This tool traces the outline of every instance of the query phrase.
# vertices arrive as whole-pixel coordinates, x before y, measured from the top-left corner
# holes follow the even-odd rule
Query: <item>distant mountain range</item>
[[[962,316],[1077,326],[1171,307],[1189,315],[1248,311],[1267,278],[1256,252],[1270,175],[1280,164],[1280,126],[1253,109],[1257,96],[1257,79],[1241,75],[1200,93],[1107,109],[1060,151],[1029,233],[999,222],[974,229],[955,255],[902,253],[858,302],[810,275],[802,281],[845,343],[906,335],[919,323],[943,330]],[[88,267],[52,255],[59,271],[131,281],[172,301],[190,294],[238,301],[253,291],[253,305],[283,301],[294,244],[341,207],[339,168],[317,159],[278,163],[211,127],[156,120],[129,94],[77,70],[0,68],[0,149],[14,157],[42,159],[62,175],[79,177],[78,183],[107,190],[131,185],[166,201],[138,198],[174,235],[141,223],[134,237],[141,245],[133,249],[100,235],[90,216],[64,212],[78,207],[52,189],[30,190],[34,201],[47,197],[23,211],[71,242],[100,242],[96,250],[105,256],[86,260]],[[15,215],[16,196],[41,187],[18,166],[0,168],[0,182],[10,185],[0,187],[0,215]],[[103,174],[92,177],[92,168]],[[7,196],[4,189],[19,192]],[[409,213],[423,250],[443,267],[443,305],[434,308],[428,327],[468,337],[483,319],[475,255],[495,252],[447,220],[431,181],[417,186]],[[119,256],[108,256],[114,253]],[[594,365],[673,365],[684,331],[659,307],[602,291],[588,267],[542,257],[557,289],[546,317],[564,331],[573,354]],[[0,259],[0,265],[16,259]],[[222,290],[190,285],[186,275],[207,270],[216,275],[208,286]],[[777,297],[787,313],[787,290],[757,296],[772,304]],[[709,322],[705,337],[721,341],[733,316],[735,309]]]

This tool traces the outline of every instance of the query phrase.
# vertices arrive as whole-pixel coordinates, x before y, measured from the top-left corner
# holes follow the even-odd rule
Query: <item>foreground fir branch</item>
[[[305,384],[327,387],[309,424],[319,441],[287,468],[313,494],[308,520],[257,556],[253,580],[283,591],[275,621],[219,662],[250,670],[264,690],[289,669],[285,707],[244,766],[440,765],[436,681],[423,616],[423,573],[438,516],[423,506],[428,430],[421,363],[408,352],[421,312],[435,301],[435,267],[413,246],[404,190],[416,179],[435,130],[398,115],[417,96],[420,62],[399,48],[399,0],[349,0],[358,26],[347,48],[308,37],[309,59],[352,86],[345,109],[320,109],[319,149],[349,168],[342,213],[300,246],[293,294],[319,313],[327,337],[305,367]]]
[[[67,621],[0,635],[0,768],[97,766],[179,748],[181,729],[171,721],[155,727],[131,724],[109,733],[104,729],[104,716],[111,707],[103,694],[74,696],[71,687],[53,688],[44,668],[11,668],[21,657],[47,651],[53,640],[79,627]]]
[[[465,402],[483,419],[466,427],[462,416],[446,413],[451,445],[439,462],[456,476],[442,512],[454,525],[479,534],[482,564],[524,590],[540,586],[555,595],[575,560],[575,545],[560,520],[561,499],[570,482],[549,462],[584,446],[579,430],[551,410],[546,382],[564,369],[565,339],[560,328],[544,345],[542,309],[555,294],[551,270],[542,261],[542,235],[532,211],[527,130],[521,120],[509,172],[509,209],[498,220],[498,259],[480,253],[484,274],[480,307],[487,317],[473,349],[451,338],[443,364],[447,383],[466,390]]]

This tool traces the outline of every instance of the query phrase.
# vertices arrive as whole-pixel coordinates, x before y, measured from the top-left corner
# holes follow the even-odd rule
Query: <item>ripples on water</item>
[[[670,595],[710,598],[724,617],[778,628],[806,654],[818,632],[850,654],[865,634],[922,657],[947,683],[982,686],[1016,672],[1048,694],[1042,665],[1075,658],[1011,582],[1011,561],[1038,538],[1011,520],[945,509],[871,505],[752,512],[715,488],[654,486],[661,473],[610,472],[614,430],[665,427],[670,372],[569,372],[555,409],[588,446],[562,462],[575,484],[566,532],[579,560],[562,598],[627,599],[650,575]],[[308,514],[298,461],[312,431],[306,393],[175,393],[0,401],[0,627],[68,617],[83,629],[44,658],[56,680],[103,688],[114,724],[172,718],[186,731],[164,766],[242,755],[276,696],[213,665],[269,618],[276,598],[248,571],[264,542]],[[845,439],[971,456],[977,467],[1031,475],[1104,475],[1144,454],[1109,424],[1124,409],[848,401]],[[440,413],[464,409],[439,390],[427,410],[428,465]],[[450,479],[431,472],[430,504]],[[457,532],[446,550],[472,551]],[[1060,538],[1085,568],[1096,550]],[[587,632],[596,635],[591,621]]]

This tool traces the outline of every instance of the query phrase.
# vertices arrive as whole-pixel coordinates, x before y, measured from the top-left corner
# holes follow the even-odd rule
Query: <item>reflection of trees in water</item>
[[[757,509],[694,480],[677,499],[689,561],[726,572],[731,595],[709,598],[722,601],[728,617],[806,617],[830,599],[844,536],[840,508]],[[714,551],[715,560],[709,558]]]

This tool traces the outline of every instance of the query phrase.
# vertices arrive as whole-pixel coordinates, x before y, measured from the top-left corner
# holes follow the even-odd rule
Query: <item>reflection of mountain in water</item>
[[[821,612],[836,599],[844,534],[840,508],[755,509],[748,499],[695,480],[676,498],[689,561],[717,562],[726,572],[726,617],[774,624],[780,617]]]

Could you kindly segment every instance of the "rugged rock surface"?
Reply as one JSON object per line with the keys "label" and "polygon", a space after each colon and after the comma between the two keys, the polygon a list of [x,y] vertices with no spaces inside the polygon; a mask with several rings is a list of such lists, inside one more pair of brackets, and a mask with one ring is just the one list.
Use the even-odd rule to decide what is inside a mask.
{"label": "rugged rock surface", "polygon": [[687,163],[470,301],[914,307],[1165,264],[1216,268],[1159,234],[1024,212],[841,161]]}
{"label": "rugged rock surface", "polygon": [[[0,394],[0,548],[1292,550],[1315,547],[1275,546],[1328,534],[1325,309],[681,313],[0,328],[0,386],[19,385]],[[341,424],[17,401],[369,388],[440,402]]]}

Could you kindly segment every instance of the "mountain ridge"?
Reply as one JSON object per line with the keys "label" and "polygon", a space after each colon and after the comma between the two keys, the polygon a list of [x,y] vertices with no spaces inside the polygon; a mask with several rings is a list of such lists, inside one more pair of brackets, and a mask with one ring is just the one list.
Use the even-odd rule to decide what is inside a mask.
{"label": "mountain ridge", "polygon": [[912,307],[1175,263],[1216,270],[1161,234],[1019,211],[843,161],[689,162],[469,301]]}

Required work: Rewrite all the records above as a numbered list with one line per item, and leave out the blank lines.

Task solution:
1. This tool traces the outline of every instance of the query phrase.
2. # vertices arrive as whole-pixel coordinates, x before y, measured from the top-left corner
3. # holes follow the even-odd rule
4. Query: <item>distant mountain range</item>
5. [[[962,316],[1077,326],[1171,307],[1189,315],[1248,311],[1267,278],[1256,252],[1270,175],[1280,164],[1280,126],[1253,109],[1257,96],[1257,79],[1241,75],[1200,93],[1107,109],[1060,151],[1029,233],[999,222],[974,229],[955,255],[902,253],[858,302],[810,275],[802,281],[845,343],[906,335],[919,323],[943,330]],[[88,267],[52,255],[59,271],[131,281],[172,301],[190,294],[238,301],[253,291],[253,305],[283,301],[294,244],[341,207],[339,168],[317,159],[278,163],[211,127],[156,120],[129,94],[77,70],[0,68],[0,149],[14,157],[42,159],[62,175],[79,177],[78,183],[107,190],[131,185],[166,201],[138,198],[174,235],[141,223],[134,237],[141,245],[133,249],[100,235],[90,216],[64,212],[78,207],[52,189],[30,190],[34,201],[47,197],[23,211],[71,242],[100,242],[96,250],[105,256],[86,260]],[[15,215],[16,196],[41,187],[18,166],[0,168],[0,182],[10,185],[0,187],[0,215]],[[103,174],[92,177],[92,168]],[[7,196],[4,189],[19,192]],[[409,213],[423,250],[443,267],[443,305],[434,308],[428,327],[468,337],[483,319],[475,255],[495,252],[447,220],[431,181],[417,186]],[[119,256],[108,256],[114,253]],[[594,365],[673,365],[684,331],[659,307],[602,291],[588,267],[542,257],[557,289],[546,317],[564,331],[573,354]],[[0,259],[0,265],[16,259]],[[222,290],[190,285],[186,275],[207,270],[216,275],[208,286]],[[777,297],[787,313],[787,290],[757,296],[772,304]],[[709,322],[705,337],[721,341],[733,316],[735,309]]]
6. This tool traces the outline of every instance of the query phrase.
7. # vertices arrive as whole-pixel coordinates, x before y, measured from the top-left corner
8. # holes follow the even-odd rule
9. Query: <item>foreground fir branch</item>
10. [[[305,384],[327,387],[309,424],[319,441],[287,468],[313,494],[308,520],[257,556],[253,580],[283,591],[275,621],[219,662],[250,670],[264,690],[289,669],[285,707],[244,766],[440,765],[436,681],[423,616],[423,573],[438,516],[423,506],[428,430],[421,363],[408,352],[421,312],[435,301],[435,267],[413,246],[404,190],[416,179],[435,130],[398,115],[417,96],[420,62],[399,48],[399,0],[349,0],[358,26],[347,48],[308,37],[309,59],[352,86],[345,109],[320,109],[319,149],[349,168],[342,213],[300,246],[293,294],[319,313],[327,337],[305,367]]]
11. [[[67,621],[0,635],[0,768],[97,766],[179,748],[181,729],[171,721],[155,727],[131,724],[109,733],[104,729],[104,716],[111,707],[103,694],[74,696],[71,687],[53,688],[44,668],[11,668],[21,657],[47,651],[53,640],[79,627]]]
12. [[[465,402],[483,419],[466,427],[462,416],[446,413],[451,445],[439,462],[456,476],[442,512],[454,525],[479,534],[482,564],[524,590],[540,586],[555,595],[575,560],[575,545],[560,520],[561,499],[570,482],[549,462],[584,446],[579,430],[551,410],[546,382],[564,369],[565,339],[560,328],[544,345],[542,309],[555,294],[551,270],[542,261],[542,235],[532,211],[527,130],[521,120],[509,172],[509,209],[498,220],[498,259],[480,253],[484,274],[480,307],[487,317],[473,349],[451,338],[443,364],[447,383],[466,390]]]
13. This tool traces the outline of every instance of the query phrase.
14. # vertices arrive as whole-pixel coordinates, x before y, measured from the top-left corner
15. # holes follow the even-odd rule
16. Query: <item>ripples on water</item>
17. [[[670,595],[710,598],[724,617],[778,628],[806,654],[818,632],[850,654],[865,634],[922,657],[947,683],[982,686],[1016,672],[1048,694],[1042,665],[1075,658],[1011,582],[1011,561],[1038,538],[1011,520],[945,509],[871,505],[752,512],[715,488],[654,486],[661,473],[610,472],[614,430],[665,427],[670,372],[569,372],[555,409],[588,446],[562,462],[575,484],[566,532],[579,560],[562,598],[627,599],[650,575]],[[308,514],[298,461],[312,431],[306,393],[175,393],[0,401],[0,627],[68,617],[83,629],[44,658],[56,680],[103,688],[114,724],[172,718],[186,731],[164,766],[242,755],[276,696],[213,665],[269,618],[276,598],[248,571],[264,542]],[[845,439],[971,456],[977,467],[1031,475],[1104,475],[1144,454],[1109,424],[1124,409],[848,401]],[[440,413],[464,409],[439,390],[427,410],[428,465]],[[450,479],[431,472],[430,504]],[[457,532],[446,550],[472,551]],[[1060,538],[1085,568],[1096,550]],[[587,632],[596,635],[591,621]]]
18. This tool traces the outline of every instance of the query phrase.
19. # vertices arrive as whole-pixel coordinates, x before y, measured from the top-left corner
20. # holes follow the even-odd rule
21. Query: <item>reflection of trees in water</item>
22. [[[757,509],[694,480],[677,499],[689,561],[726,572],[731,595],[709,598],[722,601],[728,617],[806,617],[830,599],[844,536],[840,508]],[[714,551],[715,560],[709,558]]]
23. This tool traces the outline of every instance of the query phrase.
24. # vertices arrive as whole-pixel coordinates, x before y, measured from the top-left corner
25. # holes follow the even-odd rule
26. Query: <item>reflection of mountain in water</item>
27. [[[821,612],[836,599],[844,534],[840,508],[755,509],[748,499],[695,480],[676,498],[689,561],[717,562],[726,572],[726,617],[774,624],[780,617]]]
28. Could you kindly segment every instance of the "rugged rock surface"?
29. Reply as one JSON object per line with the keys "label" and "polygon", a space after each colon and after the comma between the two keys, the polygon a list of [x,y] vertices with no spaces inside the polygon; a mask with several rings is a list of such lists, inside one more pair of brackets, and a mask with one ring is just the one list.
30. Use the even-odd rule to decide what is inside a mask.
31. {"label": "rugged rock surface", "polygon": [[687,163],[470,301],[914,307],[1165,264],[1216,268],[1159,234],[1024,212],[841,161]]}
32. {"label": "rugged rock surface", "polygon": [[[0,394],[0,548],[1292,550],[1315,547],[1275,546],[1328,534],[1325,309],[681,313],[0,328],[0,386],[19,385]],[[341,424],[17,401],[369,388],[440,402]]]}
33. Could you kindly segment every instance of the "mountain ridge"?
34. Reply as one JSON object per line with the keys "label" and "polygon", a space after each colon and after the comma between the two keys, the polygon a list of [x,y] vertices with no spaces inside the polygon; a mask with several rings is a list of such lists, inside one more pair of brackets, and a mask with one ring is just the one list.
35. Use the even-odd rule to decide what is inside a mask.
36. {"label": "mountain ridge", "polygon": [[912,307],[1175,263],[1216,270],[1161,234],[1019,211],[843,161],[689,162],[469,301]]}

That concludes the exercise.